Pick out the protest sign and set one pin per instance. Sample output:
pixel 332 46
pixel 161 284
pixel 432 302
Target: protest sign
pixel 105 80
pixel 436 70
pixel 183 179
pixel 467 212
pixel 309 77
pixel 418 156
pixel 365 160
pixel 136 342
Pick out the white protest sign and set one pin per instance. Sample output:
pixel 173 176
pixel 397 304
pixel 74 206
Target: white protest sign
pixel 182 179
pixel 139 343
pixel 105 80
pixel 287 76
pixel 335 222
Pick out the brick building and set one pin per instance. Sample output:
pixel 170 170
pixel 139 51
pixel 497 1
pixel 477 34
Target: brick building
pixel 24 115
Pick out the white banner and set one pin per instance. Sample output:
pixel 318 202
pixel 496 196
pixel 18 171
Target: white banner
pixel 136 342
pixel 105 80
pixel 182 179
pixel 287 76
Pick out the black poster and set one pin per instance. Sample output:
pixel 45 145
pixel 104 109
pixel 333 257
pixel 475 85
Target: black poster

• _To do_
Write down exactly every line of the material above up to and including the line containing "pixel 74 206".

• _Result below_
Pick out the protest sign and set one pin per instance. Sample output:
pixel 332 46
pixel 161 284
pixel 432 302
Target: protest sign
pixel 105 80
pixel 436 70
pixel 183 179
pixel 467 212
pixel 309 77
pixel 418 156
pixel 365 160
pixel 136 342
Pick out the white protest sign and set one pin per instance. Sample output:
pixel 173 176
pixel 397 304
pixel 74 206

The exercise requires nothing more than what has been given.